## start EXERCISE DATA

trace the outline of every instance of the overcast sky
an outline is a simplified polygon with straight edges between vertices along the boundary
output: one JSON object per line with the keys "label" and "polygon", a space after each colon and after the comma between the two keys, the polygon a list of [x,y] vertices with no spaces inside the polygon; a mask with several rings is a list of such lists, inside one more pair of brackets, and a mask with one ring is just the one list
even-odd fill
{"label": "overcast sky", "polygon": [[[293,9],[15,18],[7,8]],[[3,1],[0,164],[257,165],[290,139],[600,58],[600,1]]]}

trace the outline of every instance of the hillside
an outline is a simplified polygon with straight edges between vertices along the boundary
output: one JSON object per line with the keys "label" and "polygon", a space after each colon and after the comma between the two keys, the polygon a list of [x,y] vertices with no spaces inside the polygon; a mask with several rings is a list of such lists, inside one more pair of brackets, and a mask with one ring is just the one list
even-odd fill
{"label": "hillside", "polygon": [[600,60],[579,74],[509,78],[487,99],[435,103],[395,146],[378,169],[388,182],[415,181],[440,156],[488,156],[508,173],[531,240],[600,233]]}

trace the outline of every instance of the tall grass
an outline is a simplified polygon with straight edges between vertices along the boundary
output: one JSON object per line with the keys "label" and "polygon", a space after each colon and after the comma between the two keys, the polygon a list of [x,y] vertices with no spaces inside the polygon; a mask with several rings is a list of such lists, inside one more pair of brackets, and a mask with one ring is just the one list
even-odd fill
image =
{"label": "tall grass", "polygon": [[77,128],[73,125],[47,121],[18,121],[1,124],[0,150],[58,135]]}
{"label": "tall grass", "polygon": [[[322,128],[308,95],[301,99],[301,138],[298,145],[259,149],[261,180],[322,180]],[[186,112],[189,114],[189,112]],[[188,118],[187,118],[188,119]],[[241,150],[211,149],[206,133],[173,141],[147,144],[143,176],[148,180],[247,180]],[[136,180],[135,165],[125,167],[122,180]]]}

## end EXERCISE DATA

REQUIREMENT: Turn every line, starting with the line containing "trace the outline of every instance of the tall" and going on through the end of the rows, into a JSON list of strings with one string per line, leaving out blank lines.

FULL ANSWER:
[
  "trace the outline of every instance of the tall grass",
  "an outline is a simplified polygon with straight edges between vertices along the boundary",
  "output: one JSON object per line with the keys \"label\" and \"polygon\", a space after each colon and after the comma between the two keys, the polygon a list of [x,y] vertices with no spaces inside the polygon; a mask with several rings is a list of such lists, inside one more pair of brackets, and a mask with one ring is just the one list",
  "even-odd fill",
  "image =",
  "{\"label\": \"tall grass\", \"polygon\": [[77,128],[73,125],[47,121],[18,121],[1,124],[0,150],[58,135]]}",
  "{\"label\": \"tall grass\", \"polygon\": [[[322,128],[308,95],[301,99],[301,138],[298,145],[259,149],[261,180],[322,180]],[[186,112],[189,114],[189,112]],[[188,118],[187,118],[188,119]],[[241,150],[211,149],[206,133],[173,141],[147,144],[143,176],[148,180],[247,180]],[[136,180],[135,165],[125,167],[122,180]]]}"
]